BEGIN

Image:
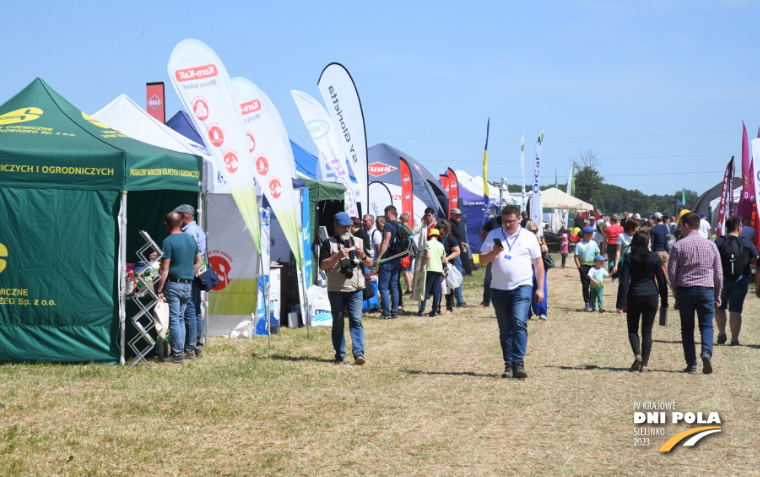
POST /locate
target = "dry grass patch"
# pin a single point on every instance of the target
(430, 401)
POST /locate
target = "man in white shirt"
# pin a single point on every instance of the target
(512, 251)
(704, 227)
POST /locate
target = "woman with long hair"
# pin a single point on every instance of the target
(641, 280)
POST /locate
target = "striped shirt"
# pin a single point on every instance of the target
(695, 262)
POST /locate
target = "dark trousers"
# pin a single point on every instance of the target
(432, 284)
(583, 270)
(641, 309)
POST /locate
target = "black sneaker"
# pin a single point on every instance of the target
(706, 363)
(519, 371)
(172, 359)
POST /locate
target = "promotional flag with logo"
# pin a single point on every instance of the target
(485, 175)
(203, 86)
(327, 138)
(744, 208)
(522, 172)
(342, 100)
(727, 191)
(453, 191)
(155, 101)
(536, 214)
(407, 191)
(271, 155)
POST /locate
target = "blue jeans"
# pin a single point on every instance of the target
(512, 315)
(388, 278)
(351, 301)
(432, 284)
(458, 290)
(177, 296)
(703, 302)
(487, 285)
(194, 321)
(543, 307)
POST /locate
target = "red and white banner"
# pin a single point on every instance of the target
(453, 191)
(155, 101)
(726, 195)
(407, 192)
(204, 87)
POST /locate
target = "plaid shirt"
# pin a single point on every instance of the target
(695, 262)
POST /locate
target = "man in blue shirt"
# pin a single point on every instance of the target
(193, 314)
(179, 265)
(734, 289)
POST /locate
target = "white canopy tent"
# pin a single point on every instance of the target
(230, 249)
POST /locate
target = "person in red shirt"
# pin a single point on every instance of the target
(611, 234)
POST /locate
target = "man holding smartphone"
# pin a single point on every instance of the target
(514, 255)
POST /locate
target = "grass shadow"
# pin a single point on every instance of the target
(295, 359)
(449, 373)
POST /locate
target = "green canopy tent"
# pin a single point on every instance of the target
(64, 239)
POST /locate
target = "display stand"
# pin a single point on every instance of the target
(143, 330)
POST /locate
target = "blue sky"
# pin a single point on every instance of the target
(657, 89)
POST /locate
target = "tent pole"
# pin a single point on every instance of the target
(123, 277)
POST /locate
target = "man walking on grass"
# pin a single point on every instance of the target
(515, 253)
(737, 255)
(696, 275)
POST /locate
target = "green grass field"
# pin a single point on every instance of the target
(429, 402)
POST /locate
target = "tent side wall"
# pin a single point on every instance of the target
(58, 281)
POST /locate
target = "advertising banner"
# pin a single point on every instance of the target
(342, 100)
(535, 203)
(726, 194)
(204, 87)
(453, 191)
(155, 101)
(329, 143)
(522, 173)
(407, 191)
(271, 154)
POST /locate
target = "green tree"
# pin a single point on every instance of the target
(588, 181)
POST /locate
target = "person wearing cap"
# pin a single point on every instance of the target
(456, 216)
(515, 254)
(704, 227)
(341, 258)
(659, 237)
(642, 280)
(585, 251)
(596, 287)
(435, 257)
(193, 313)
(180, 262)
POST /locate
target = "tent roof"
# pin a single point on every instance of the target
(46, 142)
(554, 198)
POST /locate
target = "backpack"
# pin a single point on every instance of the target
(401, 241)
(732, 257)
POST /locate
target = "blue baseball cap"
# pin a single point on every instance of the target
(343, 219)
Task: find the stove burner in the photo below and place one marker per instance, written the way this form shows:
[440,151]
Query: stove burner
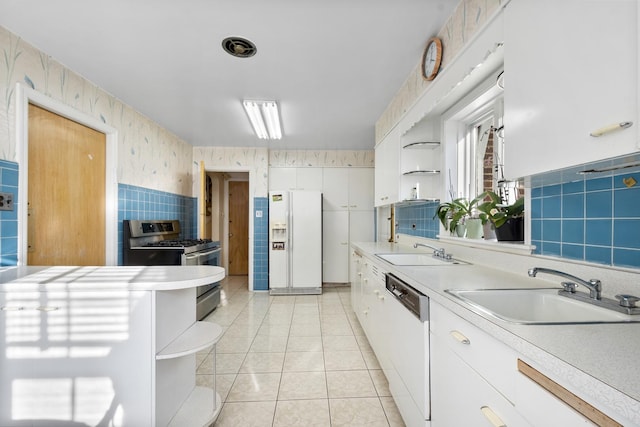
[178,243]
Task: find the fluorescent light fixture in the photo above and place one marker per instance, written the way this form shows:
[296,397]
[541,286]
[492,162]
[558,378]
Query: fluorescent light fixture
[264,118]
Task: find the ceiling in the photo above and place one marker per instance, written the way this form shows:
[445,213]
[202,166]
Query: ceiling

END

## Activity
Drop every picture from the data, then output all the rest exactly.

## Task response
Image:
POST /locate
target = "dry grass patch"
# pin a single point on every instance of the target
(430, 401)
POST /locate
target = "man in white shirt"
# pin a single point on every instance of the target
(512, 251)
(704, 227)
POST /locate
target = "woman with long hair"
# pin a single point on every instance of the target
(641, 280)
POST /locate
target = "striped shirt"
# pin a single point on every instance of the target
(695, 262)
POST /locate
target = "dark trousers"
# pin a single point on every instance of the target
(432, 284)
(583, 270)
(641, 309)
POST /locate
target = "black sneaker"
# pin a single point on every instance of the target
(706, 363)
(519, 371)
(172, 359)
POST /locate
target = "promotional flag with logo"
# pin a single point on every instance of the target
(485, 175)
(203, 86)
(327, 138)
(744, 208)
(522, 172)
(342, 100)
(727, 191)
(453, 191)
(155, 101)
(536, 214)
(407, 191)
(271, 155)
POST /locate
target = "blue jeans"
# pin a single point on every instance of the target
(512, 315)
(388, 278)
(351, 301)
(432, 284)
(458, 290)
(177, 296)
(703, 302)
(487, 285)
(194, 321)
(543, 307)
POST /locate
target = "red and white banner"
# pin a single point on every instance of the target
(453, 191)
(155, 101)
(726, 195)
(407, 192)
(204, 87)
POST /locate
target = "plaid shirt"
# pin a single point on every instance of the target
(695, 262)
POST /locate
target = "man in blue shirt"
# pin a single point on every instance of the target
(193, 314)
(179, 265)
(734, 289)
POST /locate
target = "white canopy tent"
# pin a single point on every instance of the target
(230, 249)
POST /locate
target = "person in red shirt"
# pin a single point on every instance of the target
(611, 234)
POST /locate
target = "man holding smartphone"
# pin a single point on every instance of the target
(514, 255)
POST /locate
target = "grass shadow"
# pin a single point on every instance of the target
(295, 359)
(449, 373)
POST /locate
target = "green canopy tent"
# pin a single point on every instance of the target
(64, 239)
POST /locate
target = "display stand"
# pin a single point on every instance of the target
(143, 330)
POST /locate
target = "blue sky"
# pin a single point on every instance of the target
(657, 89)
POST /locate
target = "tent pole"
# pin a single point on every instance of the target
(123, 277)
POST /locate
target = "man walking on grass"
# pin a single point on every instance of the target
(515, 253)
(737, 255)
(696, 275)
POST /locate
target = "green grass field"
# pin a single point on every instance of the target
(429, 402)
POST /locate
target = "tent side wall"
# pin a single point on every instance of the target
(58, 281)
POST /locate
target = "advertising banner"
# pin a single point on every instance of the target
(342, 100)
(535, 203)
(726, 194)
(204, 87)
(453, 191)
(155, 101)
(329, 143)
(522, 173)
(407, 191)
(271, 154)
POST /locate
target = "green tree"
# pin a single point on every instance of the target
(588, 181)
POST /locate
target = "person wearing cap"
# pin a single point on every instance of the target
(456, 216)
(515, 254)
(704, 227)
(341, 258)
(659, 237)
(642, 280)
(585, 251)
(596, 287)
(435, 257)
(193, 313)
(180, 262)
POST /locate
target = "tent roof"
# pin a single point on every instance of the target
(46, 142)
(554, 198)
POST /locate
target = "backpack"
# pin a single point on every instance of the target
(401, 241)
(732, 257)
POST /locate
target = "blue baseball cap"
# pin a single point on every instance of the target
(343, 219)
Task: find the stove burner in the photo below and place one marker per instance, written the way this form shows:
[440,151]
Query: stove burner
[178,243]
Task: find the fluorescent light fixture in the photo above and place one marker per instance, written the way this form shows:
[296,397]
[541,286]
[492,162]
[558,378]
Query: fluorescent light fixture
[264,118]
Task: find the ceiling in the photo above and place one marker per instance, written the way this form shows:
[445,213]
[202,166]
Query: ceiling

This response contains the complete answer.